# TASK GOAL
Quote all of the data below exactly, please.

# DATASET RECORDS

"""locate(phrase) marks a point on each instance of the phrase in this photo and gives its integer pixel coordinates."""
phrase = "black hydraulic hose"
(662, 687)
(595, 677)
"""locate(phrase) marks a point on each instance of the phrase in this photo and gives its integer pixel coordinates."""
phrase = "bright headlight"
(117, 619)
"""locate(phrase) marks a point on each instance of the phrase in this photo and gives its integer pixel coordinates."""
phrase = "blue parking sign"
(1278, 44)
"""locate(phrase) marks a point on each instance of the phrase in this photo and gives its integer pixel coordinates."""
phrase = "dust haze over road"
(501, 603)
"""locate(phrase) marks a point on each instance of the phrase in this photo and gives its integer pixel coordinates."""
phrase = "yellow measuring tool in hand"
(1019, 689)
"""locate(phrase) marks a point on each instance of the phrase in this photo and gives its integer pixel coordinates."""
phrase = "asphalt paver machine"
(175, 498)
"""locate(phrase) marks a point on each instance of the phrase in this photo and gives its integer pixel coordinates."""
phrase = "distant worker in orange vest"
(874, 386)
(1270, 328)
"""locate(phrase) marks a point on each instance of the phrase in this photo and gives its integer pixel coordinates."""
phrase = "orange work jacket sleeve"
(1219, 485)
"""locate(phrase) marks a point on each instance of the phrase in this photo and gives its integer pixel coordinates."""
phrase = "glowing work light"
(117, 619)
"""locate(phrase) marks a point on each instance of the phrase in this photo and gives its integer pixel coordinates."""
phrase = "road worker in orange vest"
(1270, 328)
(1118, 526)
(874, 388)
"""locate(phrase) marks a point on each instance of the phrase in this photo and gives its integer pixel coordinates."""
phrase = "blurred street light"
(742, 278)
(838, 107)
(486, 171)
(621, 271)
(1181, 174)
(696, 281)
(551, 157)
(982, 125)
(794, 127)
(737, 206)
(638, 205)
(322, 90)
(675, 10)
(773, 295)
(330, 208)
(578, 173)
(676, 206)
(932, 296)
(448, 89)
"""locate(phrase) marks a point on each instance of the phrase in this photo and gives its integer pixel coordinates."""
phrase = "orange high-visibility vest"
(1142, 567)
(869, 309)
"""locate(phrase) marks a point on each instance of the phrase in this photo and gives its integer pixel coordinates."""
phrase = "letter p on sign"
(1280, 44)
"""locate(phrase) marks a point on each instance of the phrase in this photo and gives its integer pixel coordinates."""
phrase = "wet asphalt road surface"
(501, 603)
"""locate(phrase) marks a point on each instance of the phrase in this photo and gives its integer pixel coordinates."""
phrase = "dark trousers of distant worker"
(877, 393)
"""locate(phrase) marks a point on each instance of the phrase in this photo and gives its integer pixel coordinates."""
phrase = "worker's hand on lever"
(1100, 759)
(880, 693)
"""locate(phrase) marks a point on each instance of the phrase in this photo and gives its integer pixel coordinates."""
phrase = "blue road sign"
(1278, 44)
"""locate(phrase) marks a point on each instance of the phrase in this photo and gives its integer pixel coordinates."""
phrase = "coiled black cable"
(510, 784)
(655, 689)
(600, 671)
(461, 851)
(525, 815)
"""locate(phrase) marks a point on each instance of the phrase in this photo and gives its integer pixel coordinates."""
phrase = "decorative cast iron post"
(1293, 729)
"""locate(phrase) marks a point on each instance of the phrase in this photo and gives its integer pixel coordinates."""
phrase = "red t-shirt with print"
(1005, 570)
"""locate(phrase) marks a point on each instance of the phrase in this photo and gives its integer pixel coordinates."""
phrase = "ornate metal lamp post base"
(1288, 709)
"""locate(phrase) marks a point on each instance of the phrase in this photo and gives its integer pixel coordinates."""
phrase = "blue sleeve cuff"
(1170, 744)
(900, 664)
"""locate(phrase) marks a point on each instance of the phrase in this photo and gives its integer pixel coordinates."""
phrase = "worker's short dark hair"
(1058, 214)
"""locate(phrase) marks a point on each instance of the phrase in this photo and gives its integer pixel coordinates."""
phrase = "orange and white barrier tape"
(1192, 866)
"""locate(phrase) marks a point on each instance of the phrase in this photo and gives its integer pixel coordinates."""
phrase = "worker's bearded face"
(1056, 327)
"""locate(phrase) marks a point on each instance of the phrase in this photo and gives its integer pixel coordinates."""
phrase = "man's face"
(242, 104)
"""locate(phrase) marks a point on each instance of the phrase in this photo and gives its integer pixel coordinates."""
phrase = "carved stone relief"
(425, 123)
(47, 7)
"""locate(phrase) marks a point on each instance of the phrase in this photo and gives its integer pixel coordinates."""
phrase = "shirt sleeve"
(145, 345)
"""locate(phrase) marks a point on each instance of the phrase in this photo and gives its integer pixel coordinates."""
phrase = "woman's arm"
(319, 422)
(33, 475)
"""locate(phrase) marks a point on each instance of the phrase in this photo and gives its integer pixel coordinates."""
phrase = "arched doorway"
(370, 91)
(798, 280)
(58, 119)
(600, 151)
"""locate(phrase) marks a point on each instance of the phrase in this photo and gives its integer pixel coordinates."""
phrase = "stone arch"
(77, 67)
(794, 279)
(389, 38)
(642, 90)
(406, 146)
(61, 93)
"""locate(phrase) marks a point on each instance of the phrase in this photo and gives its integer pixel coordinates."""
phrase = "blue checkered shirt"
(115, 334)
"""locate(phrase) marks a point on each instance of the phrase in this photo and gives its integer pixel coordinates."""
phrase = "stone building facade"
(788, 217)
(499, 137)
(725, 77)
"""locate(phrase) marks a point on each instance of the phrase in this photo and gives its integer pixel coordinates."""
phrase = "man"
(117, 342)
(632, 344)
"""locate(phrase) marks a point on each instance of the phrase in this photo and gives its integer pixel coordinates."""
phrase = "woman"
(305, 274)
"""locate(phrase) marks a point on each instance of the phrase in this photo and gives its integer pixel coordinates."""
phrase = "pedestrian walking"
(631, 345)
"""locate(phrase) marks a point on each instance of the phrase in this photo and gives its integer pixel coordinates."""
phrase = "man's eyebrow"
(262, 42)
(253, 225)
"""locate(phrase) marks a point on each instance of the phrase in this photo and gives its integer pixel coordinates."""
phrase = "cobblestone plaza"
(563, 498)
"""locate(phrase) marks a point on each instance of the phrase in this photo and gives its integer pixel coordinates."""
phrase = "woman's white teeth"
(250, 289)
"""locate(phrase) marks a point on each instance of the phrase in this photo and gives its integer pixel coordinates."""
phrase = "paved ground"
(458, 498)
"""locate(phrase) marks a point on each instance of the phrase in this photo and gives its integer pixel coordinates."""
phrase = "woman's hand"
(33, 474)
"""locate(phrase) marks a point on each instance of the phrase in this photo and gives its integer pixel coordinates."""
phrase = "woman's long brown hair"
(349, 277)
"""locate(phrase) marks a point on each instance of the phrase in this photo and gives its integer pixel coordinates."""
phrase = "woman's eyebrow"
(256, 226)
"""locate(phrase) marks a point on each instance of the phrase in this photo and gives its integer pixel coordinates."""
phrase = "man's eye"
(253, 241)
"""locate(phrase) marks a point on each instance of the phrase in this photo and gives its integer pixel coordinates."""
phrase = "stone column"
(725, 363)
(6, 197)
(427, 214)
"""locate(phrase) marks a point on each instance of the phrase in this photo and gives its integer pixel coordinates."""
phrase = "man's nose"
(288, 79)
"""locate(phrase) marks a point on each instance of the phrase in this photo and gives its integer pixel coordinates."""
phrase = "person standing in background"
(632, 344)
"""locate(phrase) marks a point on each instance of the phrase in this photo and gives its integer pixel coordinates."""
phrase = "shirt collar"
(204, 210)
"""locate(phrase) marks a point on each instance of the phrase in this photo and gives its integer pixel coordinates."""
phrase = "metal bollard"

# FULL ANSWER
"""locate(phrase) marks a point on each instance of the phrase in this photo and gives its integer pixel coordinates."""
phrase = "black hydraulic hose"
(662, 687)
(595, 677)
"""locate(phrase) marks a point on each instance of the phrase in this photo and gives its integer pixel coordinates."""
phrase = "bright headlight"
(117, 619)
"""locate(phrase) marks a point on each instance of the phrase in this photo and gives its integer pixel coordinates."""
phrase = "blue parking sign"
(1278, 44)
"""locate(phrase) marks a point on each instance of the phrase in this photo and gives its integer pixel coordinates."""
phrase = "dust haze over road"
(501, 603)
"""locate(phrase) marks a point on each instance of the phrase in this photo and gives its integer pixel coordinates."""
phrase = "yellow measuring tool in hand"
(1019, 689)
"""locate(phrase) marks a point on each instance of the phrase in this photo and gives its integer pixel coordinates."""
phrase = "asphalt paver machine"
(175, 498)
"""locate(phrase) marks a point on each instance of the phrase in this photo and gives its integer pixel coordinates."""
phrase = "distant worker in orange vest"
(874, 386)
(1270, 328)
"""locate(phrase) marks a point on each instance of the phrase in this photo and gives its integer pixel coordinates."""
phrase = "orange work jacket sleeve"
(1219, 485)
"""locate(phrase) marks a point on each instance of the phrase in this photo and gives its integer pixel coordinates."""
phrase = "glowing work light"
(117, 619)
"""locate(phrase) marks a point on each instance of the phrase in this photo and gives its integer pixel coordinates."""
phrase = "road worker in orange vest"
(1270, 328)
(1118, 526)
(874, 388)
"""locate(phrase) marks a point on each instance of the phrase in this photo and gives its integer pixel coordinates."""
phrase = "blurred street light"
(742, 278)
(838, 107)
(486, 171)
(621, 271)
(1181, 174)
(696, 281)
(551, 157)
(982, 125)
(794, 127)
(737, 206)
(638, 205)
(322, 90)
(675, 10)
(773, 295)
(330, 208)
(578, 173)
(676, 206)
(932, 296)
(448, 89)
"""locate(phrase) marks a point on each instance of the phrase in this photo and gives its integer pixel coordinates."""
phrase = "orange high-visibility vest"
(1142, 567)
(869, 309)
"""locate(phrase) marks a point on each instance of the phrase in this photo and gives its integer pixel coordinates."""
phrase = "letter p on sign"
(1280, 44)
"""locate(phrase) marks a point on each instance of the phrase in this photo and gives its integer pixel coordinates."""
phrase = "wet asphalt road surface"
(501, 603)
"""locate(phrase) marks a point on each instance of the phrase in this photo and gives its integer pixel coordinates."""
phrase = "dark trousers of distant worker"
(877, 393)
"""locate(phrase) marks a point on each instance of the phrase in this photo and gives its integer pixel coordinates."""
phrase = "worker's hand on lever"
(1100, 759)
(880, 693)
"""locate(phrase) marks a point on each instance of the phrase in this photo and gives its integer pixel coordinates."""
phrase = "blue road sign"
(1278, 44)
"""locate(phrase) marks a point on each instance of the phrase in this photo and gives its integer pixel coordinates."""
phrase = "coiled black cable"
(510, 784)
(655, 689)
(600, 671)
(461, 851)
(525, 815)
"""locate(phrase) marks a point on each instance of the phrase in this photo and gives its integer pixel coordinates."""
phrase = "decorative cast iron post"
(1293, 729)
"""locate(phrase) marks a point on each instance of the phrase in this photo and gives its integer pixel coordinates."""
phrase = "red t-shirt with print"
(1005, 570)
"""locate(phrase) marks a point on each instance of the phrase in this photo and gives its integer pixel coordinates."""
phrase = "ornate metal lamp post base"
(1288, 709)
"""locate(phrase) marks a point on each instance of the phrase in this photo and gives its integer pixel coordinates."""
phrase = "blue sleeve cuff"
(1170, 744)
(900, 664)
"""locate(phrase) marks a point on each instance of the phrase in this photo and gives its integer pixel coordinates."""
phrase = "worker's short dark hair"
(1058, 214)
"""locate(phrase) marks a point on each instance of the phrase in this photo and gives its integer pixel coordinates."""
phrase = "orange and white barrier tape"
(1192, 866)
"""locate(phrase) marks a point on each instance of the phrase in this photo and gives its integer pixel coordinates."""
phrase = "worker's bearded face"
(1056, 327)
"""locate(phrase) marks a point on each instance of the phrase in this photo and gives its integer pixel coordinates."""
phrase = "man's face"
(242, 104)
"""locate(phrase) marks a point on each instance of the phrase in this photo and gives its integer pixel coordinates."""
phrase = "carved stone relief"
(425, 123)
(47, 7)
"""locate(phrase) marks a point on each instance of the phrase in this photo and gives its integer pixel coordinates."""
phrase = "shirt sleeve"
(145, 345)
"""locate(phrase) marks a point on each instance of the phrase in this photo and gives its integer pixel coordinates."""
phrase = "woman's arm"
(319, 422)
(33, 475)
"""locate(phrase) marks a point on each instance of the phrase in this photo and gives its integer pixel coordinates."""
phrase = "arched doorway"
(370, 91)
(798, 280)
(58, 119)
(600, 151)
"""locate(phrase) marks a point on each instance of the phrase in this photo and gives its integer pixel coordinates."""
phrase = "stone arch"
(77, 67)
(794, 279)
(389, 38)
(642, 90)
(406, 146)
(61, 93)
"""locate(phrase) marks a point on each instance of the phrase in this photo and gives its integer pixel coordinates."""
phrase = "blue checkered shirt"
(115, 334)
"""locate(phrase) marks a point on each instance of the phrase in this photo and gives its integer pixel coordinates."""
phrase = "stone building facade"
(788, 217)
(499, 137)
(725, 77)
"""locate(phrase) marks a point on each instance of the phrase in this photo and gives its integer pixel coordinates."""
phrase = "man"
(117, 342)
(632, 344)
"""locate(phrase) marks a point on each instance of the phrase in this photo and gives its integer pixel coordinates."""
phrase = "woman"
(305, 274)
"""locate(phrase) marks a point on each instance of the phrase in this photo and gives its integer pixel coordinates."""
phrase = "pedestrian walking"
(631, 345)
"""locate(phrase) marks a point on each instance of the phrase in this photo and gives its integer pixel coordinates."""
phrase = "man's eyebrow"
(262, 42)
(253, 225)
"""locate(phrase) marks a point on each instance of the phrase in this photo and gives its integer pixel coordinates."""
phrase = "cobblestone plaza"
(563, 498)
"""locate(phrase) marks a point on each instance of the phrase in this photo and gives its integer pixel coordinates."""
phrase = "woman's white teeth"
(250, 289)
"""locate(phrase) marks a point on each instance of the phrase in this photo and gives its integer pixel coordinates."""
phrase = "paved ground"
(458, 498)
"""locate(phrase) marks a point on each instance of the phrase in this photo and gives its integer pixel coordinates."""
phrase = "woman's hand"
(33, 474)
"""locate(phrase) marks a point on each instance of the phrase in this photo and gives its integer pixel coordinates."""
phrase = "woman's long brown hair"
(349, 277)
"""locate(phrase) marks a point on each instance of the phrase in this photo and gives its integer pixel coordinates."""
phrase = "woman's eyebrow"
(256, 226)
"""locate(phrase) marks a point on each instance of the phrase in this photo and gives its integer pixel coordinates."""
phrase = "man's eye"
(253, 241)
"""locate(phrase) marks a point on each instance of the phrase in this photo and gives its integer pixel coordinates."""
phrase = "stone column"
(725, 363)
(6, 197)
(427, 214)
"""locate(phrase) marks a point on each instance of the phrase in this photo and gives its integer pixel coordinates."""
phrase = "man's nose"
(288, 79)
"""locate(phrase) marks a point on each instance of the phrase in this photo and gives its integer pixel coordinates."""
phrase = "person standing in background"
(632, 344)
"""locate(phrase) marks a point on each instance of the phrase in this photo and gives its integer pixel coordinates."""
phrase = "shirt collar"
(204, 210)
"""locate(phrase) marks a point on each instance of the phrase in this photo and gives its integer pixel coordinates."""
phrase = "metal bollard"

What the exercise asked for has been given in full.